# PROBLEM STATEMENT
Print the range of lines that opens with the line containing "the wooden surface?" and closes with the last line of the listing. Include both ends; print nothing more.

— START —

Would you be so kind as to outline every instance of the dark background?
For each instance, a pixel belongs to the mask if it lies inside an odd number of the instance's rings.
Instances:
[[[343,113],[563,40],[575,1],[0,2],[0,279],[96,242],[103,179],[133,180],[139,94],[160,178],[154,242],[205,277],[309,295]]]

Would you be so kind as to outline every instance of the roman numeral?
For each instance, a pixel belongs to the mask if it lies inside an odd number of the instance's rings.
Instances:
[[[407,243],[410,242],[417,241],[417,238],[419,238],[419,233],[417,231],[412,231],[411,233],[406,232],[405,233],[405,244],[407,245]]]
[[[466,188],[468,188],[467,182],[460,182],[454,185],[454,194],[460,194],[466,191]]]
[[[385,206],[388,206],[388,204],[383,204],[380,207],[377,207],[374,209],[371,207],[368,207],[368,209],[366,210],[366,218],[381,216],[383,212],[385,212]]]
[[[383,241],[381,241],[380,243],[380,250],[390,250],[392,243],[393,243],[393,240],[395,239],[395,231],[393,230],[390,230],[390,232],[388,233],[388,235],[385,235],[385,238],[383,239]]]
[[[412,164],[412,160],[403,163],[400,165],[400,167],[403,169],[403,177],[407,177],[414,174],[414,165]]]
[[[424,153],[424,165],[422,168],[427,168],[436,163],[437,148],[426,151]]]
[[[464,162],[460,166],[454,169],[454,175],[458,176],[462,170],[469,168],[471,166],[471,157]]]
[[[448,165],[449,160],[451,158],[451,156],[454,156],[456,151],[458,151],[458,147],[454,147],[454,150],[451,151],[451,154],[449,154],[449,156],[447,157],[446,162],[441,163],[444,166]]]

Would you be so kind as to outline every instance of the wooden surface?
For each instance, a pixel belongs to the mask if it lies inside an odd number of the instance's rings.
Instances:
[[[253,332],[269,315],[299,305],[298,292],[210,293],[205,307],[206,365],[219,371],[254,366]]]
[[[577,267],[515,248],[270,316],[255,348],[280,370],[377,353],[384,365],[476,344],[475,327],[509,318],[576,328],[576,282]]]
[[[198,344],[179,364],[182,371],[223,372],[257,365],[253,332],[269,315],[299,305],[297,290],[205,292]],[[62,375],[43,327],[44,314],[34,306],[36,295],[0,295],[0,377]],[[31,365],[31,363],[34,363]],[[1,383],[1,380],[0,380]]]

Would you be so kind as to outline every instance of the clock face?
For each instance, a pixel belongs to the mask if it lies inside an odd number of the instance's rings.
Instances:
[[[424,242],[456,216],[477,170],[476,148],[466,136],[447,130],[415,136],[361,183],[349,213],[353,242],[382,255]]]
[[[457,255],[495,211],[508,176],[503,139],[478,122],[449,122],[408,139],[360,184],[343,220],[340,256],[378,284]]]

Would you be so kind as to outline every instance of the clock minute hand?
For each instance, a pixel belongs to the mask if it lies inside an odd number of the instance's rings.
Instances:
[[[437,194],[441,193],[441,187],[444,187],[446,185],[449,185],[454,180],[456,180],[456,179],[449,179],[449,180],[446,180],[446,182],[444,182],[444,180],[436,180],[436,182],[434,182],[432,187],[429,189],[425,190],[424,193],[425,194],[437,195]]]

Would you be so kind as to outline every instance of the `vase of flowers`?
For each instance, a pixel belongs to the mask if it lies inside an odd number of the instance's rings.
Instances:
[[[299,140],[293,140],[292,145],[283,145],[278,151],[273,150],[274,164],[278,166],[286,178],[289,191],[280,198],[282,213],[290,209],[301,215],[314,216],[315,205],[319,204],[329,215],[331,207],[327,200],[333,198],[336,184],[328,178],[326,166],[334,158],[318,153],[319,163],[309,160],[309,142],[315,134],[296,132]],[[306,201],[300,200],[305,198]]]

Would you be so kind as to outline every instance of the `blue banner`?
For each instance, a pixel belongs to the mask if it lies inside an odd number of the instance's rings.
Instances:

— END —

# ANSWER TO THE TASK
Would you be so kind as to outline every instance of the wooden surface?
For each instance, a pixel belongs to the mask if it lies inside an odd number of the instance's rings.
Instances:
[[[253,332],[269,315],[299,305],[298,292],[210,293],[205,307],[206,365],[219,371],[254,366]]]
[[[577,267],[515,248],[270,316],[255,348],[280,370],[377,353],[384,365],[476,344],[475,327],[509,318],[576,328],[576,282]]]
[[[198,344],[179,364],[182,371],[223,372],[257,365],[253,332],[269,315],[299,305],[297,290],[205,292]],[[62,375],[43,327],[44,314],[34,306],[36,295],[0,295],[0,377]],[[31,365],[31,363],[34,363]],[[1,383],[1,380],[0,380]]]

Would you be so kind as to outline every instance of the clock face?
For each instance, a pixel belongs to the mask if it lies inside an odd number of the instance's rings.
Instances:
[[[424,242],[456,216],[477,170],[476,148],[466,136],[447,130],[415,136],[361,183],[349,213],[353,242],[382,255]]]
[[[457,255],[495,211],[508,176],[503,139],[478,122],[449,122],[408,139],[360,184],[343,220],[340,256],[378,284]]]

Would you be so kind as to outline every instance of the clock minute hand?
For each instance, a pixel belongs to the mask if it lies inside an odd number of the instance's rings.
Instances:
[[[437,194],[441,193],[441,187],[444,187],[446,185],[449,185],[454,180],[456,180],[456,179],[449,179],[449,180],[446,180],[446,182],[444,182],[444,180],[436,180],[436,182],[434,182],[432,187],[429,189],[425,190],[424,193],[425,194],[437,195]]]

Would you be so kind as to outline every instance of the `vase of flowers`?
For each instance, a pixel belongs to the mask if it lies inside an odd number of the instance's rings.
Instances:
[[[299,140],[293,140],[292,145],[283,145],[278,151],[273,150],[274,164],[278,166],[286,178],[289,191],[280,198],[282,213],[290,209],[301,215],[314,216],[315,205],[319,204],[329,215],[331,207],[327,200],[333,198],[336,184],[328,178],[326,166],[334,158],[318,153],[319,163],[309,160],[309,142],[315,134],[296,132]],[[306,201],[300,200],[305,198]]]

Would you be so kind as to outline every instance of the `blue banner`?
For each instance, a pixel belongs to the mask if it lies inside an odd number of the instance's rings.
Instances:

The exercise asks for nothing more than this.